▶ **Source extract**
——————

William Nericcio
English & Comparative Literature, and Chicana & Chicano Studies San Diego State University
Thursday, February 28, 2013
4:00 pm
Communications 120
What happens to the mind of a relatively sane Mexican American academic when doused with the derisive laughter of an East Coast undergraduate student? What madness ensues once that self-same “scholar” uses his academic superpowers to catalogue Mexican stereotypes in the United States? Mextasy! Students and faculty are in for a MEXSTATIC multimedia presentation examining dominant trends in the 21st century representation of Latinas and Latinos in American popular culture. From Hollywood to Madison Avenue, specific and damaging visions of Latina/o subjectivity have infected the synapses of Americans, and Mexicans alike. “Ethnic mannequins” (such as William Levy, Eva Longoria, and Sophia Vergara) infect consciousness even as they entertain. Nor are they divorced from the talk-radio fueled renaissance on racialized hatred. If Lou Dobbs screams hysterically that Mexicans are “diseased” and Rush Limbaugh encourages his listeners to tell “Mexicans” to go back to “their country,” what are the effects? Research suggests that these collective efforts have led to a resurgence of anti-Latino hate and hate crimes at the very moment that the U.S. becomes more demographically and decidedly Latino/a. The presentation will feature excerpts from Tex[t]-Mex, Eyegiene, the Tex[t]-Mex Galleryblog and art from Mextasy.

——————

▶ **Exercise data**

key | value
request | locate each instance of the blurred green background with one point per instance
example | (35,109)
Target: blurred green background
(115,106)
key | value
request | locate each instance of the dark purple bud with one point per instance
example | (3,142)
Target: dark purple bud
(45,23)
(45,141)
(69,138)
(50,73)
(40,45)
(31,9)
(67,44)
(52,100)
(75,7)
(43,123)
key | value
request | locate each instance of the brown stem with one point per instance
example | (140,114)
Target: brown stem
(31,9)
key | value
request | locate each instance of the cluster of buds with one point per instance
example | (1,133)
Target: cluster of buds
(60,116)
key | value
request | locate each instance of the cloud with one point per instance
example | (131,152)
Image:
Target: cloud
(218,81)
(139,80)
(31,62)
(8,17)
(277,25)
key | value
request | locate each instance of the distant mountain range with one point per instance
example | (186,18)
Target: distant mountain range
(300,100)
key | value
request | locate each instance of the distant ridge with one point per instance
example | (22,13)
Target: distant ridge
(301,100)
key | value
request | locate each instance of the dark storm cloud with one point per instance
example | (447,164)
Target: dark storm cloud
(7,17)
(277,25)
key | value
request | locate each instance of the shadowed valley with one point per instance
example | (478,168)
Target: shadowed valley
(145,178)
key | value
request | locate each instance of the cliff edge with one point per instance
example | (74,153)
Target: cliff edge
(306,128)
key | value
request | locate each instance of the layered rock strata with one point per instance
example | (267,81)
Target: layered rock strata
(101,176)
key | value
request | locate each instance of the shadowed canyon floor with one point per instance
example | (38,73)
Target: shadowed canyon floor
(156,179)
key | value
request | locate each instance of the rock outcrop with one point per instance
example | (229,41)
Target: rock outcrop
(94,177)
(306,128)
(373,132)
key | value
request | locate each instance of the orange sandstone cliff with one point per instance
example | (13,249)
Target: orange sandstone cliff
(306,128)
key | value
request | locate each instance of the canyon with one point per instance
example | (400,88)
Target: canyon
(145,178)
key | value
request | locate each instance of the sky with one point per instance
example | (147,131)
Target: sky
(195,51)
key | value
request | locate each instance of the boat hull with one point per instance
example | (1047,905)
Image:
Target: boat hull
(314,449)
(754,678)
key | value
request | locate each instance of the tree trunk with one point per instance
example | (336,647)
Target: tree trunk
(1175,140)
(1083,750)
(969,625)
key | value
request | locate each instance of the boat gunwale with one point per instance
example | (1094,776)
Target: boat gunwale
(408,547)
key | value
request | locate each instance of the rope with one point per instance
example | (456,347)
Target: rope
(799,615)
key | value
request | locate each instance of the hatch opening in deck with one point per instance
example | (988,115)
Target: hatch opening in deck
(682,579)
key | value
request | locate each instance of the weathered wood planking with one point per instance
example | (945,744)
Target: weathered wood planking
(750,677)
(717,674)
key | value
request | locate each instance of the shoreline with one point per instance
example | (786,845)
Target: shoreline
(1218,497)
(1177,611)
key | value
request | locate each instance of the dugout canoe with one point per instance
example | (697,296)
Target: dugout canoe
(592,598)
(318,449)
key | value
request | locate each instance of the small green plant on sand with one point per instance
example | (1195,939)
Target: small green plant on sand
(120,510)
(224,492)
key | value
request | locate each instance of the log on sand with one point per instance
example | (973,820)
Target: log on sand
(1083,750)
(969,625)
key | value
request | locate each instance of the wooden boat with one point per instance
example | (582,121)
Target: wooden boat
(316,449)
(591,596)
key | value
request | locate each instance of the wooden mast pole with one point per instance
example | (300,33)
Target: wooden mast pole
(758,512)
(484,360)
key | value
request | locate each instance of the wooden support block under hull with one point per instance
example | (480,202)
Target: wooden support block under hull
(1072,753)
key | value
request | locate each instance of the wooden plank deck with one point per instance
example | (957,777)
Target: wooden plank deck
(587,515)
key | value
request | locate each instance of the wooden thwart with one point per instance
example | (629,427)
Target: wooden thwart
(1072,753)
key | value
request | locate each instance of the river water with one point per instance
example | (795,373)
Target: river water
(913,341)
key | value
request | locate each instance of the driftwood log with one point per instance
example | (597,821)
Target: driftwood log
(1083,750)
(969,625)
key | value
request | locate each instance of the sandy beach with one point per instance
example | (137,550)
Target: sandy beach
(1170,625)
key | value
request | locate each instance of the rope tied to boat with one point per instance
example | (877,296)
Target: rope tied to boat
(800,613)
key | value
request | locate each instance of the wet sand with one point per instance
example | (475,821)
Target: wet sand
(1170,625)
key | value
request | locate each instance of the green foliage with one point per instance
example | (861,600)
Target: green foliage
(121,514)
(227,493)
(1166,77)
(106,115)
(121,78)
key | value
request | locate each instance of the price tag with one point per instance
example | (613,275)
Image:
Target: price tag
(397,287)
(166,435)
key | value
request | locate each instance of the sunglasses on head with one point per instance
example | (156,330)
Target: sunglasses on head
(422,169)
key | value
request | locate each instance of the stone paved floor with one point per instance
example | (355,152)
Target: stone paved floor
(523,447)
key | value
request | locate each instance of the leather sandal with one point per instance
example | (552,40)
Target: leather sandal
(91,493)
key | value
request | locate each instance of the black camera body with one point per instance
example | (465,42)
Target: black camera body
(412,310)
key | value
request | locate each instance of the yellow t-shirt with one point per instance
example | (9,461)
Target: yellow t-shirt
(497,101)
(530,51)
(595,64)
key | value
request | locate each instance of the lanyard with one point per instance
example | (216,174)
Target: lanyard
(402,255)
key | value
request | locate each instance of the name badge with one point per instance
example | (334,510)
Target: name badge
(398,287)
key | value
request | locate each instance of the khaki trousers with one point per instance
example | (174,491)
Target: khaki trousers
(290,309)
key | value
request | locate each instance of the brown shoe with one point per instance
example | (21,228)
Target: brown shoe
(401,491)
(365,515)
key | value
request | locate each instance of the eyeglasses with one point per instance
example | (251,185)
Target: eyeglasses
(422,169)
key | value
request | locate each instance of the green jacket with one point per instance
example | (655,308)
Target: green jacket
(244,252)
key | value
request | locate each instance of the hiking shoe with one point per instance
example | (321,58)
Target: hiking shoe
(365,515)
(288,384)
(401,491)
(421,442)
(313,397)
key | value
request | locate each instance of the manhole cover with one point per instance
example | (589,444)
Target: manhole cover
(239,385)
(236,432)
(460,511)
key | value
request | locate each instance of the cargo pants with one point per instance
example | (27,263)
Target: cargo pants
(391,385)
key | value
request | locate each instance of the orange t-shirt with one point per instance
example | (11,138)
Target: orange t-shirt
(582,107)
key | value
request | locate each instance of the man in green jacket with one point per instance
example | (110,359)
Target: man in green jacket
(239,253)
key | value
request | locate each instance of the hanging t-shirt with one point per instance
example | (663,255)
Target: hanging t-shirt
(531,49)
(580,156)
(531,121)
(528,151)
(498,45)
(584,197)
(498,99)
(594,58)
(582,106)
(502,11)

——————

▶ **Explore the material**
[1] Based on the Mextasy talk announcement, are these statements true? Answer yes or no for each and quote the deciding words. (a) The presentation is held in Communications 120. (b) The talk is scheduled for a Friday. (c) The presentation will include excerpts from Eyegiene.
[2] Which people does the Mextasy talk announcement give as examples of "ethnic mannequins"?
The material has no connection to the Mextasy talk announcement.

▶ **Numbered responses**
[1]
(a) Yes: "Communications 120"
(b) No: "Thursday, February 28, 2013"
(c) Yes: "The presentation will feature excerpts from Tex[t]-Mex, Eyegiene, the Tex[t]-Mex Galleryblog and art from Mextasy."

[2] William Levy, Eva Longoria, and Sophia Vergara.